(DATA SECTION Opens)
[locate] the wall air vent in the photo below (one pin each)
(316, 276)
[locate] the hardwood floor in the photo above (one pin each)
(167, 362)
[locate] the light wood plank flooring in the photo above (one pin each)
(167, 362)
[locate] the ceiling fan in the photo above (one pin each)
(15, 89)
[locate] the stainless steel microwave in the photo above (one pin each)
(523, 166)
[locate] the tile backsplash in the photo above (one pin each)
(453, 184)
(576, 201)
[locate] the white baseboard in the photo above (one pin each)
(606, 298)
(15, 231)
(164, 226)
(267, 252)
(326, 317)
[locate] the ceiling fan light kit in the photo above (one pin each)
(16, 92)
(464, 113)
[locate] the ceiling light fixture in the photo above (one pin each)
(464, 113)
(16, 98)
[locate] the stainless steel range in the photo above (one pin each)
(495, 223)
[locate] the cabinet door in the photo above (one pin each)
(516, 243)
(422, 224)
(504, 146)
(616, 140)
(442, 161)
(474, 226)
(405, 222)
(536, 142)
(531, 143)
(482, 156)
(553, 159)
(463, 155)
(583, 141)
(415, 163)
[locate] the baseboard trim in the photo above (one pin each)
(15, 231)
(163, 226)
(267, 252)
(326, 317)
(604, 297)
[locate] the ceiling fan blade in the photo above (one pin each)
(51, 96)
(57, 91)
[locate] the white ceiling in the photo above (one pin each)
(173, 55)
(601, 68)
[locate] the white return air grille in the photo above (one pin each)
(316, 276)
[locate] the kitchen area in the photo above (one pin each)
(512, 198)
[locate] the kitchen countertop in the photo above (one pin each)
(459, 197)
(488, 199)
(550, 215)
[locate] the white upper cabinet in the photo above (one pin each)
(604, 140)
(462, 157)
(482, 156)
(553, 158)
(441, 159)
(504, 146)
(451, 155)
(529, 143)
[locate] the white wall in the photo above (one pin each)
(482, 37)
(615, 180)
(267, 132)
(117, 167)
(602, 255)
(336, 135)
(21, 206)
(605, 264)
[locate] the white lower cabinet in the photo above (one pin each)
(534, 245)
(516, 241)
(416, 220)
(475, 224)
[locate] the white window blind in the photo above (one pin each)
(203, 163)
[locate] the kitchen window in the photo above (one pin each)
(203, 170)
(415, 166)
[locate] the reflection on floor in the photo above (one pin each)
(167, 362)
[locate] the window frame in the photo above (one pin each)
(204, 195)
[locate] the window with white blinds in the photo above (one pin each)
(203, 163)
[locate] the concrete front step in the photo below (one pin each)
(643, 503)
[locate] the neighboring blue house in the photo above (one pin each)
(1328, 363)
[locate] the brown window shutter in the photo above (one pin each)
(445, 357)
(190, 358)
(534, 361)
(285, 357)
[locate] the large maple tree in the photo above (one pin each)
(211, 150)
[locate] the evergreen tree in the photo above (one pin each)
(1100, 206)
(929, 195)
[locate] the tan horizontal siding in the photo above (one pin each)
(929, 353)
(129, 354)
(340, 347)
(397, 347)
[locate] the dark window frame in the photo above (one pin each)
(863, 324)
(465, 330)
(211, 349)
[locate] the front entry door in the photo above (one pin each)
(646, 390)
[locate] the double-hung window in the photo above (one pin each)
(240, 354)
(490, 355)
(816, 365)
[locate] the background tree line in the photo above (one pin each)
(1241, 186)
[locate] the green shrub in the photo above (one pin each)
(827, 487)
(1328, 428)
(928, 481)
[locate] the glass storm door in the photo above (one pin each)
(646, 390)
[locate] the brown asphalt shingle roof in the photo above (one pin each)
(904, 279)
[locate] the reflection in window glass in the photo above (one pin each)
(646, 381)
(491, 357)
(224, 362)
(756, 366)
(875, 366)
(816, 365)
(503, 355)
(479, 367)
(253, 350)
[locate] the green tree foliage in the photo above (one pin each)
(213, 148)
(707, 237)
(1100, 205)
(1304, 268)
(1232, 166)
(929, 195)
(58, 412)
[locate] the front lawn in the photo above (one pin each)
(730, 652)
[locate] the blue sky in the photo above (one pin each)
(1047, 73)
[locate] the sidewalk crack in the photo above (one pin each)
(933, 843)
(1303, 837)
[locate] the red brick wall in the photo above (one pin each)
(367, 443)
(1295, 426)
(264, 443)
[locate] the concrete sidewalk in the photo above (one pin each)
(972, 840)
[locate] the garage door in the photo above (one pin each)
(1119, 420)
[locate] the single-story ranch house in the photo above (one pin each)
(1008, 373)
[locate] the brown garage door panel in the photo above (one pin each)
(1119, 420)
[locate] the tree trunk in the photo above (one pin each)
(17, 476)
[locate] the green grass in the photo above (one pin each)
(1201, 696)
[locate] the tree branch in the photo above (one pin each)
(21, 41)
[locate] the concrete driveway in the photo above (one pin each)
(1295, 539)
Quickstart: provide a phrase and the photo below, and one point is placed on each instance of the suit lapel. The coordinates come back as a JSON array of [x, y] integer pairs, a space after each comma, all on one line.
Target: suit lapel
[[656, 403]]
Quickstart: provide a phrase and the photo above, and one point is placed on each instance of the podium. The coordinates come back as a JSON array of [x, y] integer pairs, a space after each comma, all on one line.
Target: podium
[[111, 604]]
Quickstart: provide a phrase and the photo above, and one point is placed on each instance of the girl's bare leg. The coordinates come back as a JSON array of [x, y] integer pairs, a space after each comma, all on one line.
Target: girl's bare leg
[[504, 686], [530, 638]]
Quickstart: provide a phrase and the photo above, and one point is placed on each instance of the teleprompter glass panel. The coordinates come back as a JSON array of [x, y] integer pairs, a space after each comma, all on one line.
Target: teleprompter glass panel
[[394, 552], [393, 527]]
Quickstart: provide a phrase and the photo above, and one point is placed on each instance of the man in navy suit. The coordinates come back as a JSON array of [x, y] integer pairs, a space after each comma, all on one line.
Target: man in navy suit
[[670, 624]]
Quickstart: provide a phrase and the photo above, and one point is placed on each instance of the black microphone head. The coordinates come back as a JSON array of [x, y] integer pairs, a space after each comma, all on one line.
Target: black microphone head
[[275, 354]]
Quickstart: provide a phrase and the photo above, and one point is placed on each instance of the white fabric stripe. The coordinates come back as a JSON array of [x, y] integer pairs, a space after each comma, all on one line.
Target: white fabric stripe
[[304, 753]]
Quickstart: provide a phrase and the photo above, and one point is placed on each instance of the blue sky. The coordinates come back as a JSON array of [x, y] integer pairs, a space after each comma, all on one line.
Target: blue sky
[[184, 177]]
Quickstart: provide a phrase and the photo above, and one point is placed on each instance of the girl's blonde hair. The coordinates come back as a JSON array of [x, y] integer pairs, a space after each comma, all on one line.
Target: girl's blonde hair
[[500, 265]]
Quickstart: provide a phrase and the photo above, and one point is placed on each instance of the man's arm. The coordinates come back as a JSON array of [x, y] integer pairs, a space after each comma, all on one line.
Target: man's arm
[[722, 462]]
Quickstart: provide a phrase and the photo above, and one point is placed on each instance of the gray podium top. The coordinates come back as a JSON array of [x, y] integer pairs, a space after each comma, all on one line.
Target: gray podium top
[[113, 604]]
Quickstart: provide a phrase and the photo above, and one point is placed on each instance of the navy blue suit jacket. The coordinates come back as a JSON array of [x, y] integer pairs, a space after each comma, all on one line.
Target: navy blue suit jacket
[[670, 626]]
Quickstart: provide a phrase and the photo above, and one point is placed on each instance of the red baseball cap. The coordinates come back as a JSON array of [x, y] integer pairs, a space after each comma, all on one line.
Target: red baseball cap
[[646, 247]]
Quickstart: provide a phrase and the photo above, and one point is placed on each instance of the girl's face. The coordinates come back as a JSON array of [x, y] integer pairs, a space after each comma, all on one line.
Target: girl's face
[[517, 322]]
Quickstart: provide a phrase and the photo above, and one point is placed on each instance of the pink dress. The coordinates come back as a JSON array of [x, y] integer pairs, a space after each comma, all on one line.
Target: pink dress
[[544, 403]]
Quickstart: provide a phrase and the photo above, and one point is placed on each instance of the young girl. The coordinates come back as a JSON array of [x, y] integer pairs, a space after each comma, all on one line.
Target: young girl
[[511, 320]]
(DATA SECTION Closes)
[BRIEF]: Only the lines from the one containing "of the navy" through the final line of the data belong in the answer, repeated exactly.

[ANSWER TO THE PROBLEM]:
Quickstart: provide a phrase and the photo above, and one point is placed on each instance of the navy blue suit jacket. The coordinates come back as a JSON array of [x, y] integer pairs, a space after each comma, all on one line.
Target: navy blue suit jacket
[[670, 626]]
Quickstart: provide a phrase and the photo above, and one point is placed on each instance of the red baseball cap. The coordinates come back as a JSON array of [x, y] integer pairs, a space after each comma, all on one line.
Target: red baseball cap
[[646, 247]]
Quickstart: provide a phrase and the photo above, and one point is placed on each instance of the girl's face. The coordinates come back as a JSON array of [x, y] integer pairs, a space after each comma, all on one line.
Target: girl's face
[[517, 322]]
Quickstart: provide a phrase and the photo above, and one point is placed on each instance of the pink dress. The coordinates come back as a JSON array of [x, y] integer pairs, a space after each comma, all on one line.
Target: pink dress
[[544, 403]]
Quickstart: provide a phrase and the photo above, and one point is placed on each instance of the young girl. The coordinates come back as a JSON array of [x, y] integer pairs, a space after each comma, all on one line.
Target: young girl
[[511, 320]]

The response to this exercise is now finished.